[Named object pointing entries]

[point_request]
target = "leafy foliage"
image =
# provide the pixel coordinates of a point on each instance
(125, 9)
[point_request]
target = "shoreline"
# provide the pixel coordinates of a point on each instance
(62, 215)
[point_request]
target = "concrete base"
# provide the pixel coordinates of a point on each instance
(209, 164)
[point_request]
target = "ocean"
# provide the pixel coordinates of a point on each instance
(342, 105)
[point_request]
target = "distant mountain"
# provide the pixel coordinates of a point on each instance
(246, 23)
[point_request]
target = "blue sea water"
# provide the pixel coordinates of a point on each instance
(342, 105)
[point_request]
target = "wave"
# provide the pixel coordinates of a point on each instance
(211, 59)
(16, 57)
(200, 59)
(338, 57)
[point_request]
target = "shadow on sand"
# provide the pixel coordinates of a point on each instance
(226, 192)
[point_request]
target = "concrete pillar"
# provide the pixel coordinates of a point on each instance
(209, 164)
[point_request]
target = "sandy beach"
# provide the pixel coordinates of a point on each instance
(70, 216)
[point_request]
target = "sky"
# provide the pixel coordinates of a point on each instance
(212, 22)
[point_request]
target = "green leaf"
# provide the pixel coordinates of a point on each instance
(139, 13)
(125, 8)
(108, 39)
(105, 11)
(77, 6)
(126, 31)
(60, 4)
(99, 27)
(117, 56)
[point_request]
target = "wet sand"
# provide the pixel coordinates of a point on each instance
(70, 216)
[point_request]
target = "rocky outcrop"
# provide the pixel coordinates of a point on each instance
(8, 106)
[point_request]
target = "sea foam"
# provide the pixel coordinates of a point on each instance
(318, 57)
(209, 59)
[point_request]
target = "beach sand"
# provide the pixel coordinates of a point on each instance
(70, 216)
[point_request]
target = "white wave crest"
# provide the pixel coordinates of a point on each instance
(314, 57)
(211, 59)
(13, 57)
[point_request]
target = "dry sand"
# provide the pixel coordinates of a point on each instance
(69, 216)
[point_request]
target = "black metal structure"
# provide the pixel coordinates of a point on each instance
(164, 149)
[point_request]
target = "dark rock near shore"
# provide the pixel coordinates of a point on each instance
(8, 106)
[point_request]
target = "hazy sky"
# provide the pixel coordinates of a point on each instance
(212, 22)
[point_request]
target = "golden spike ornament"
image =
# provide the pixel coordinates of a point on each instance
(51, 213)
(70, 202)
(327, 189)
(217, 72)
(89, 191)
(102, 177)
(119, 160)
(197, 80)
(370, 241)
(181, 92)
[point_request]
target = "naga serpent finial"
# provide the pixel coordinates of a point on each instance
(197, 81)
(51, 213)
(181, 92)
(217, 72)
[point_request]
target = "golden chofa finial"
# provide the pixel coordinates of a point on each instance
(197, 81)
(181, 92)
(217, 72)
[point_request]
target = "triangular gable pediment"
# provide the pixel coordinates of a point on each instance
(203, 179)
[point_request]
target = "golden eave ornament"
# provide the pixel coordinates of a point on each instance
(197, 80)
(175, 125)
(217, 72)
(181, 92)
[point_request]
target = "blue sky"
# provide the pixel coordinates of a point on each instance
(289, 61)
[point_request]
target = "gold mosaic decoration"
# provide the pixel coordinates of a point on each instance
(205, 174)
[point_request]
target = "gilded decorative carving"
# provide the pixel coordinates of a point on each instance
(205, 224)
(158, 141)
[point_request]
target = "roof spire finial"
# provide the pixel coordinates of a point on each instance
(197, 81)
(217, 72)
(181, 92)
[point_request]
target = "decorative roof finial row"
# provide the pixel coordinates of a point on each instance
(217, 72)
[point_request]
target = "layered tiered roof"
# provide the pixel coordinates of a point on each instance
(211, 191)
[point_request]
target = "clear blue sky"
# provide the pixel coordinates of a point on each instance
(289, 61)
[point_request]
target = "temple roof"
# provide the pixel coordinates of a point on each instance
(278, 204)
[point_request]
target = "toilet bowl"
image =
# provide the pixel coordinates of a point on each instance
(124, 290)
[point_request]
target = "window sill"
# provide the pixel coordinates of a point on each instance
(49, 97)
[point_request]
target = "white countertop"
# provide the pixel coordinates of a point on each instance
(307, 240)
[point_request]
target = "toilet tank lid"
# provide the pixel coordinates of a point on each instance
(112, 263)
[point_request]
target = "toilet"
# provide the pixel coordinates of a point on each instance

#### [What you should do]
Make an exact copy of every line in the data.

#### [Reply]
[point_request]
target = "leafy foliage"
image =
# provide the pixel coordinates of a point on each instance
(125, 9)
[point_request]
target = "shoreline"
# provide the pixel coordinates of a point on each instance
(62, 215)
[point_request]
target = "concrete base"
# provide the pixel coordinates of a point on each instance
(209, 164)
[point_request]
target = "ocean"
# provide the pixel coordinates of a point on each instance
(342, 105)
[point_request]
target = "distant mountain"
# provide the pixel coordinates of a point on each instance
(246, 23)
[point_request]
target = "blue sea water"
# provide the pixel coordinates of a point on each instance
(342, 105)
[point_request]
target = "wave"
# provide the pixel coordinates of a point on each instance
(211, 59)
(16, 57)
(200, 59)
(338, 57)
[point_request]
target = "shadow on sand"
# provide the pixel coordinates of a point on each instance
(226, 192)
[point_request]
target = "concrete pillar"
# provide the pixel coordinates of a point on each instance
(209, 164)
[point_request]
target = "sandy beach"
# provide the pixel coordinates of a point on each instance
(70, 216)
[point_request]
target = "sky"
# provide the pixel coordinates of a point on each instance
(212, 22)
[point_request]
target = "green leaf"
# provide the pixel coordinates of a point on each instance
(139, 13)
(125, 8)
(108, 39)
(105, 11)
(77, 6)
(126, 31)
(60, 4)
(99, 27)
(117, 56)
[point_request]
target = "wet sand"
# provide the pixel coordinates of a point on each instance
(70, 216)
[point_request]
target = "rocky outcrop"
# provide the pixel coordinates of a point on each instance
(8, 106)
[point_request]
target = "sea foam"
# provide the pixel coordinates of a point on each instance
(318, 57)
(209, 59)
[point_request]
target = "beach sand"
# provide the pixel coordinates of a point on each instance
(70, 216)
[point_request]
target = "white wave crest"
# provide the pixel coordinates of a point on each instance
(314, 57)
(211, 59)
(13, 57)
[point_request]
target = "dry sand"
# provide the pixel coordinates of a point on each instance
(69, 216)
[point_request]
target = "black metal structure"
# provide the pixel coordinates of a point on each instance
(164, 149)
[point_request]
target = "dark rock near shore"
# provide the pixel coordinates of a point on each instance
(8, 106)
[point_request]
target = "hazy sky"
# provide the pixel coordinates of a point on each instance
(212, 22)
[point_request]
target = "golden spike ornament"
image =
# provide the pixel coordinates of a point on each instance
(51, 213)
(70, 202)
(327, 189)
(217, 72)
(89, 191)
(102, 177)
(119, 160)
(197, 80)
(370, 241)
(181, 92)
[point_request]
target = "naga serpent finial"
# provide the pixel coordinates of a point on each instance
(197, 81)
(51, 213)
(181, 92)
(217, 72)
[point_request]
target = "golden chofa finial"
# provide the pixel coordinates of a point on each instance
(197, 81)
(181, 92)
(217, 72)
[point_request]
target = "triangular gable pediment"
# provide the pixel coordinates of a point on each instance
(203, 179)
[point_request]
target = "golden eave ornament"
# provide the pixel coordinates of a point on each instance
(197, 80)
(175, 125)
(217, 72)
(181, 92)
[point_request]
target = "blue sky"
# provide the pixel coordinates of a point on each instance
(289, 61)
[point_request]
target = "gold mosaic decoration"
# provide the pixel coordinates of a point on each instance
(205, 174)
[point_request]
target = "gilded decorative carving"
# provide the pixel coordinates of a point on each instance
(205, 224)
(158, 141)
[point_request]
target = "roof spire finial"
# provide the pixel coordinates of a point on each instance
(197, 81)
(217, 72)
(181, 92)
[point_request]
target = "decorative roof finial row"
# provide the pixel coordinates of a point on each instance
(217, 72)
[point_request]
target = "layered tiered roof"
# provide the pixel coordinates of a point on each instance
(211, 191)
[point_request]
target = "clear blue sky"
# provide the pixel coordinates of a point on each instance
(289, 61)
[point_request]
target = "temple roof"
# provide the pixel coordinates of a point on each instance
(278, 204)
[point_request]
target = "toilet bowl"
image =
# provide the pixel coordinates of a point on each instance
(124, 290)
[point_request]
target = "window sill"
# provide the pixel coordinates of a point on each instance
(49, 97)
[point_request]
target = "white countertop"
# provide the pixel coordinates of a point on each instance
(307, 240)
[point_request]
target = "toilet tank lid"
# provide the pixel coordinates of a point on each instance
(112, 263)
[point_request]
target = "toilet"
# provide the pixel coordinates of a point on each instance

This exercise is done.